> _Record list_
** Start **

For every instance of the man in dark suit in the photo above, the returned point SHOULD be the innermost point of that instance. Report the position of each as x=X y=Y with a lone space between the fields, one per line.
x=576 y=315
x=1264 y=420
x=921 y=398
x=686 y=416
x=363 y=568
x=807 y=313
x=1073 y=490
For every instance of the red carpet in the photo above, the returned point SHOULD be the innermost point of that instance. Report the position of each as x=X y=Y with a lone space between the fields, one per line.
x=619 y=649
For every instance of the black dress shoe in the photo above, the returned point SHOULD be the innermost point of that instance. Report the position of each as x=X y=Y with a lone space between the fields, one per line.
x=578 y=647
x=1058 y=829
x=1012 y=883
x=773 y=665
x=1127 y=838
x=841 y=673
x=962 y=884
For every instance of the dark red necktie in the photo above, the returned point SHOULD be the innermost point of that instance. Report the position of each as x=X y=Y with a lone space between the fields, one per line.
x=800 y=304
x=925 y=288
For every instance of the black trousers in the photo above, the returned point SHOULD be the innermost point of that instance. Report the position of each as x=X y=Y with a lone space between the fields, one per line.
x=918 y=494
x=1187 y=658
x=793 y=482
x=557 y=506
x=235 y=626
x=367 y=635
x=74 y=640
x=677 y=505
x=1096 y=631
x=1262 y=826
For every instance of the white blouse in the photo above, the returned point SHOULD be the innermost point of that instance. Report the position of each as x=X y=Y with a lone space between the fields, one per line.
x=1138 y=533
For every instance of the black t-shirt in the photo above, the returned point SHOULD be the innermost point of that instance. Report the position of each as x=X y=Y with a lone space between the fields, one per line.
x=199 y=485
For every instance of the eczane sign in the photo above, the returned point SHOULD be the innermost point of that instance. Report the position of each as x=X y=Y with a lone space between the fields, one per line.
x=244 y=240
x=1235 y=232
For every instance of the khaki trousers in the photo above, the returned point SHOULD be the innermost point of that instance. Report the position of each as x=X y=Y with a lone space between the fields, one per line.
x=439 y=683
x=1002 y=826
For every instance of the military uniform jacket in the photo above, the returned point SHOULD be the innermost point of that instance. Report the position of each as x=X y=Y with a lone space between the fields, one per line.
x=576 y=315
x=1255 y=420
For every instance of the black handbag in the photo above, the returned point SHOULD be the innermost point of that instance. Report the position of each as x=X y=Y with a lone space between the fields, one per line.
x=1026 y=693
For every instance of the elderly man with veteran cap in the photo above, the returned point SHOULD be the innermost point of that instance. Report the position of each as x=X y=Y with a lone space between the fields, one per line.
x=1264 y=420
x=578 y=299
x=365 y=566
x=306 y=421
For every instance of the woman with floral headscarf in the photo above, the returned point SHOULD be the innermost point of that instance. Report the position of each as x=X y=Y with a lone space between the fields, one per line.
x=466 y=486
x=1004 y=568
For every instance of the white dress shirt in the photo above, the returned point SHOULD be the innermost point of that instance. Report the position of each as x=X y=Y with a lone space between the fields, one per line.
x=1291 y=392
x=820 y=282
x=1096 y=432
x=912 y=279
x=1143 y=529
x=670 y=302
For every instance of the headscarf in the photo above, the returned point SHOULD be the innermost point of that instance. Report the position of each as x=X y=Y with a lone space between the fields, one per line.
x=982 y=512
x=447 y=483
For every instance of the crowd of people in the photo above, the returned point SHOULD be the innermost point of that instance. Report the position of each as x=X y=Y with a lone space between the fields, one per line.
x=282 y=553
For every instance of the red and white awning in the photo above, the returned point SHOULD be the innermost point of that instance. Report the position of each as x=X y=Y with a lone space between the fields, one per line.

** End **

> _Required task_
Extract every one of the records above word for word, keeping them in their original order.

> _Solution for this task_
For every instance of the man in dark suit in the photo above, the returned point SHOULD be the innermost point of that instance. Report the position of each as x=X y=Y with a lone space between the fields, one per line.
x=576 y=315
x=1264 y=420
x=921 y=398
x=686 y=416
x=363 y=568
x=807 y=313
x=1073 y=490
For every instance of the red carpet in the photo above, the returned point SHOULD be the innermost point of that instance. Report the position of each as x=X y=Y with a lone space between the fields, one per line.
x=619 y=649
For every instance of the black dress shoe in the photo above, the returned point SHOULD be the innermost point of that instance. Report the position of each as x=X y=Y with a lone space between the fields, one per line.
x=578 y=647
x=1058 y=829
x=1012 y=883
x=773 y=665
x=1127 y=838
x=841 y=673
x=962 y=884
For every instance of the dark red necktie in the photo above, the returned point SHOULD be the innermost point of that instance. Report the position of each as x=X y=Y with a lone space between the fields, one per line.
x=800 y=304
x=925 y=288
For every instance of the black trousers in the photo above, the returned point SHOULD be the innermost point of that instance. Report the position of each as x=X y=Y with a lone space between the fields, one per line.
x=918 y=494
x=1187 y=658
x=793 y=482
x=557 y=506
x=235 y=626
x=367 y=635
x=74 y=640
x=677 y=505
x=1096 y=631
x=1262 y=826
For every instance of the white blouse in the photo above, the returned point SHOULD be the innermost point of that instance. Report the position of each as x=X y=Y with a lone space between the fields, one per line.
x=1138 y=533
For every instance of the black t-shirt in the photo above, the returned point SHOULD be the innermost point of that instance. Report the position of each as x=X y=Y with a lone space between the fields, one per line.
x=199 y=485
For every instance of the eczane sign in the photo above, the returned point SHOULD be the innermost point of that instance. Report the position of each as x=X y=Y with a lone space between the fields, one per line.
x=244 y=240
x=1235 y=232
For every instance of the khaki trousers in the photo above, the returned point SHOULD be the innermost point of that instance. Report the position of each as x=X y=Y with a lone space between the fields, one per line.
x=439 y=683
x=1002 y=826
For every instance of the military uniform jacket in the photo above, the returned point SHOULD be the innermost point of that instance. Report the position of each as x=X y=Y with a lone space between the fields, one per line.
x=576 y=315
x=1255 y=420
For every instance of the black handbag in the photo above, the returned point SHOULD be the innermost point of that instance. Report the position of each as x=X y=Y with a lone space between the fields, one per line.
x=1026 y=693
For every instance of the elderly man with veteran cap in the photo above, the returned point SHOULD be the innermost point of that instance. Report the position of each as x=X y=Y with a lone space between the fields, one per line.
x=1264 y=420
x=578 y=299
x=365 y=566
x=306 y=421
For every instance of the woman with floral headscarf in the photo above, the returned point SHOULD be the innermost point of that instance. Report the position of each as x=X y=Y with a lone space between the fields, one per line.
x=466 y=486
x=1004 y=568
For every instance of the white dress shirt in the photo above, the returned point SHOULD be the innermost point of that instance. Report the position of each as x=X y=Y with a lone space between the fields, one per line.
x=1291 y=392
x=820 y=282
x=1096 y=432
x=912 y=279
x=1143 y=529
x=670 y=302
For every instance of the headscarf in the photo above, the returned point SHOULD be the innermost point of that instance. Report the position of each as x=X y=Y with a lone space between the fields, one per line.
x=982 y=512
x=447 y=483
For every instance of the crowd of people in the photo above, the returned point SHOULD be the innermost point of that instance. Report the position of each as x=X y=Y with a lone space between the fields, one per line.
x=282 y=553
For every instance of the red and white awning in the photo above, the returned point SHOULD be the innermost point of that instance. Report the position of each as x=X y=Y with a lone space between the fields, one per line.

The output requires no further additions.